◆ **Deine Aufgabe**
Wandle alles vom Anfang der Einträge bis einschließlich der Zeile mit „x=119, y=116“ in eine JSON-Liste von Strings um, ein String pro Zeile und ohne Leerzeilen. Lass die Bilder dabei weg.

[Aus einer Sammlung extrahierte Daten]
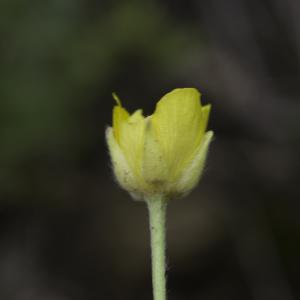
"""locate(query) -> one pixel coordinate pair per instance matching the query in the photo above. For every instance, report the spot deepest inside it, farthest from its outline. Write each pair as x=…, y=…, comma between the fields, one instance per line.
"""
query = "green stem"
x=157, y=214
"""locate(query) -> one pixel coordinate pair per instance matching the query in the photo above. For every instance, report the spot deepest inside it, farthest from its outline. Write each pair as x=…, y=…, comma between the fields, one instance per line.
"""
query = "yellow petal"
x=154, y=168
x=122, y=171
x=194, y=170
x=131, y=140
x=178, y=126
x=119, y=116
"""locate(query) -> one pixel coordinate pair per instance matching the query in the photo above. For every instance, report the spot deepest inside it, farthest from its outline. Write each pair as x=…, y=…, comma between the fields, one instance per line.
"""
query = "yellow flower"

◆ **Ergebnis der Übung**
[
  "\"\"\"locate(query) -> one pixel coordinate pair per instance matching the query in the photo above. For every instance, report the spot deepest inside it, farthest from its outline. Write each pair as x=…, y=…, comma between the fields, one instance per line.",
  "\"\"\"",
  "query = \"green stem\"",
  "x=157, y=214",
  "\"\"\"locate(query) -> one pixel coordinate pair per instance matching the query in the photo above. For every instance, report the spot deepest inside it, farthest from its outline. Write each pair as x=…, y=…, comma between the fields, one instance per line.",
  "\"\"\"",
  "query = \"yellow petal\"",
  "x=154, y=168",
  "x=122, y=171",
  "x=194, y=170",
  "x=131, y=140",
  "x=178, y=126",
  "x=119, y=116"
]